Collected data
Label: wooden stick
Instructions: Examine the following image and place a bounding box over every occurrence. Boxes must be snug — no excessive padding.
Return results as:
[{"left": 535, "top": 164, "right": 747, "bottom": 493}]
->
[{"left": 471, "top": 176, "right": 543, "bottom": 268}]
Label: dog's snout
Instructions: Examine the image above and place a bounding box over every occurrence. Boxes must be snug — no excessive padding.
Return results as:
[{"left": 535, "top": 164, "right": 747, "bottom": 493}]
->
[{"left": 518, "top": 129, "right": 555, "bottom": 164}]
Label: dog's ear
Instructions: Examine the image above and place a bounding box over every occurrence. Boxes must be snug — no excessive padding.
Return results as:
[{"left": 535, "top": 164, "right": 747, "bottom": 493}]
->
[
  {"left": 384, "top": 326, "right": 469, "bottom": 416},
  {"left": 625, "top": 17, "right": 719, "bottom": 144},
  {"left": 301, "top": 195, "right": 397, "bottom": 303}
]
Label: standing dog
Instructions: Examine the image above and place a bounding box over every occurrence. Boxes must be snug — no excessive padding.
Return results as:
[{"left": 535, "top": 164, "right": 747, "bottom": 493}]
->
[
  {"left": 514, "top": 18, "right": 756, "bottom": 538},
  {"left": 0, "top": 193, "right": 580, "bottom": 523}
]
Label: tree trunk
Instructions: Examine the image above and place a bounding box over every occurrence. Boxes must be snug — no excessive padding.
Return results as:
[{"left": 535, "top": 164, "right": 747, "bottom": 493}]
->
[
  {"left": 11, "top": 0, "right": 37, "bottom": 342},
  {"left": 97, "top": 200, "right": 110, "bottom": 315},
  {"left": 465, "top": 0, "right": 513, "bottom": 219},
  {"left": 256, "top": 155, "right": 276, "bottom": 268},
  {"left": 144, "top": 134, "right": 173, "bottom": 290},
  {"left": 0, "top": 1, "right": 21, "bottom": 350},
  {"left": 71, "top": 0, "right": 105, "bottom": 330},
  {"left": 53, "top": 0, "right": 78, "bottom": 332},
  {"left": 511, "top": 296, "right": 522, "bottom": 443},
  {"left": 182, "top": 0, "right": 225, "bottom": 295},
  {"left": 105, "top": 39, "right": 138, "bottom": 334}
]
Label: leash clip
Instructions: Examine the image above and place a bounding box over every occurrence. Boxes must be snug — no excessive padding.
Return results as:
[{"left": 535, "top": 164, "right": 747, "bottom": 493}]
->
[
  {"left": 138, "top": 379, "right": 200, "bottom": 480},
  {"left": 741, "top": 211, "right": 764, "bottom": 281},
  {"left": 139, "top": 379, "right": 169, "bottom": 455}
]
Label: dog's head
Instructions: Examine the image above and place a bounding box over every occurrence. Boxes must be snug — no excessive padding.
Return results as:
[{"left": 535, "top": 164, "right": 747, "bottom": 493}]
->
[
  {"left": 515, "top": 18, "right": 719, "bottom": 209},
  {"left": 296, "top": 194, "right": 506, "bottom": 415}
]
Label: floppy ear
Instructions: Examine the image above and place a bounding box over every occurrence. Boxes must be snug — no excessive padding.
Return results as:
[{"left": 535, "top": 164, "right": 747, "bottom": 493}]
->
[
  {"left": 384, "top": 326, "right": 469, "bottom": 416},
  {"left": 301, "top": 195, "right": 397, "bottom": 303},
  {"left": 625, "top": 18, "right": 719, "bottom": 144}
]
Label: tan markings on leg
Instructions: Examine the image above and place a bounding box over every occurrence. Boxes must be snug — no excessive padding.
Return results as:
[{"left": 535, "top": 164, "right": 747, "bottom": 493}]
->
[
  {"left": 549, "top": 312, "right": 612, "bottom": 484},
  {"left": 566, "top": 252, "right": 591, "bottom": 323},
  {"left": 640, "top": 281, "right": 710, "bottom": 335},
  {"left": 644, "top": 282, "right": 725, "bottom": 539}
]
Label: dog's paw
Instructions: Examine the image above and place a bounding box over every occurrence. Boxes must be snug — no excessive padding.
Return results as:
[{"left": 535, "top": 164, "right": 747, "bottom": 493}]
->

## EXERCISE BRIEF
For each line above that contains the word "Label", copy that line.

## SOLUTION TO THIS EXERCISE
Label: wooden stick
Label: dog's snout
Label: dog's ear
Label: standing dog
Label: tree trunk
Label: leash clip
Label: dog's head
Label: floppy ear
Label: tan markings on leg
Label: dog's paw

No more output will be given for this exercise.